Pour son oeuvre permanente de propagande et de contrôle social la classe dominante s’est dotée de toute une armée non seulement de politiciens et d’organisations politiques et sociales, mais aussi d’éducateurs, d’enseignants, d’écrivains, d’artistes, etc., en un mot d’intellectuels diffusant les multiples facettes de l’idéologie bourgeoise en direction des différentes couches sociales, et en particulier en direction de la classe exploitée qui a potentiellement la capacité de renverser la bourgeoisie et son mode de production.

On comprend alors dans quel cadre s’inscrivent les publications parues récemment sur la «Gauche communiste d’Italie», et en particulier le «Dictionnaire biographique d’un courant internationaliste. Un siècle de Gauche communiste “italienne” (1914-2014)» et le «Dizionario biografico dei communisti “italiani” 1912-2012» (2).

Ces deux ouvrages, qui partagent la même orientation et qui sont apparemment le produit d’une collaboration entre leurs auteurs, se composent de notices plus ou moins détaillées de personnes que ceux-ci ont choisies de matière arbitraire d’insérer dans leurs listes. On y trouve en effet des personnages qui n’ont rien à voir avec notre courant ou qui en ont été des adversaires politiques! Il est certain que ces auteurs ont effectué des recherches, recueilli des documents et des témoignages leur permettant, suivant le matériel disponible, voire leurs sympathies personnelles, d’écrire quelques lignes inutiles ou des notes plus importantes. Mais les erreurs n’y manquent pas, qu’elles soient dues à la mauvaise qualité des sources ou à l’incompréhension politique des auteurs.

----

CONSIGNE 1 >>
Répondez à ces questions sur le texte :
(a) De quoi la classe dominante s'est-elle dotée pour son œuvre permanente de propagande et de contrôle social ?
(b) Quelle période le « Dictionnaire biographique d'un courant internationaliste » indique-t-il dans son titre ?
(c) À quoi les erreurs relevées dans les deux ouvrages peuvent-elles être dues ?
CONSIGNE 2 >> Citez le passage du texte qui commence par les mots contenant « Pour son oeuvre » et se termine par « mode de production. ».

Extrait d'un fichier de données
----

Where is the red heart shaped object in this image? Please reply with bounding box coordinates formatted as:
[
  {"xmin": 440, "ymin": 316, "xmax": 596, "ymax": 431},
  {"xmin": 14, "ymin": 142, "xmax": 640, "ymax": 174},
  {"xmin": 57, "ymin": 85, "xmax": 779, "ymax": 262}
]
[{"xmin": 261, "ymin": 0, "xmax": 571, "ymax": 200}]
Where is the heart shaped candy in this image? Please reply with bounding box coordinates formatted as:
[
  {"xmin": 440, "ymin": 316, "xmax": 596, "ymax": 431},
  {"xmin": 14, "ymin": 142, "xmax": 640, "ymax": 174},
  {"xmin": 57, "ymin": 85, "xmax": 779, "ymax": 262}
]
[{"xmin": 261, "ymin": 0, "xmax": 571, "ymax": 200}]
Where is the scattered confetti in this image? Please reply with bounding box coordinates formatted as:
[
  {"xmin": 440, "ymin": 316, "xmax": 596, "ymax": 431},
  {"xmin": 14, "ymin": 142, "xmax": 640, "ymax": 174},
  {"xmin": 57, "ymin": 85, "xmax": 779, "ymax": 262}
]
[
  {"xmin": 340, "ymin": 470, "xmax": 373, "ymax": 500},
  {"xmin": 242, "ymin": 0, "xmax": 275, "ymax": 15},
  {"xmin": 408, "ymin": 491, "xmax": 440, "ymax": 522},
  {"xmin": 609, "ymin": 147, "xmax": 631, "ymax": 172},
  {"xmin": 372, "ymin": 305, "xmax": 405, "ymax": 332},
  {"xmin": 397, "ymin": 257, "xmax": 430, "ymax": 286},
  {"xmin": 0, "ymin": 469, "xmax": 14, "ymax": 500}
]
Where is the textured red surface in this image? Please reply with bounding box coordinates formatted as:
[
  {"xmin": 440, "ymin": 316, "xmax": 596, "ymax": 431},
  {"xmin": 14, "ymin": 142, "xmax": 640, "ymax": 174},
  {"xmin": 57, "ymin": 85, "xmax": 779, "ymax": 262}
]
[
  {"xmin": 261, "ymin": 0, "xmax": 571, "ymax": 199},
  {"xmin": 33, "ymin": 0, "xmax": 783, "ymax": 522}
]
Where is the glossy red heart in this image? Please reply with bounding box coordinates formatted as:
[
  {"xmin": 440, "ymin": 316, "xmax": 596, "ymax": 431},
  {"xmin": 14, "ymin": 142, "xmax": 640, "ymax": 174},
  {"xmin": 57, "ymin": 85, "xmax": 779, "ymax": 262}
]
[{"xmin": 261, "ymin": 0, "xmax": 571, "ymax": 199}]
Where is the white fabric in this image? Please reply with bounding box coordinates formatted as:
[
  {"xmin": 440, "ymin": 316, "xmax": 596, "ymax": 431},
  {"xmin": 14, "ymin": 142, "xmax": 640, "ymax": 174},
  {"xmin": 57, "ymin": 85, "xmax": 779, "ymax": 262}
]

----

RÉPONSE 1 >>
(a) D'une armée de politiciens et d'organisations politiques et sociales, mais aussi d'éducateurs, d'enseignants, d'écrivains, d'artistes, etc., en un mot d'intellectuels.
(b) 1914-2014.
(c) À la mauvaise qualité des sources ou à l'incompréhension politique des auteurs.

RÉPONSE 2 >>
Pour son oeuvre permanente de propagande et de contrôle social la classe dominante s’est dotée de toute une armée non seulement de politiciens et d’organisations politiques et sociales, mais aussi d’éducateurs, d’enseignants, d’écrivains, d’artistes, etc., en un mot d’intellectuels diffusant les multiples facettes de l’idéologie bourgeoise en direction des différentes couches sociales, et en particulier en direction de la classe exploitée qui a potentiellement la capacité de renverser la bourgeoisie et son mode de production.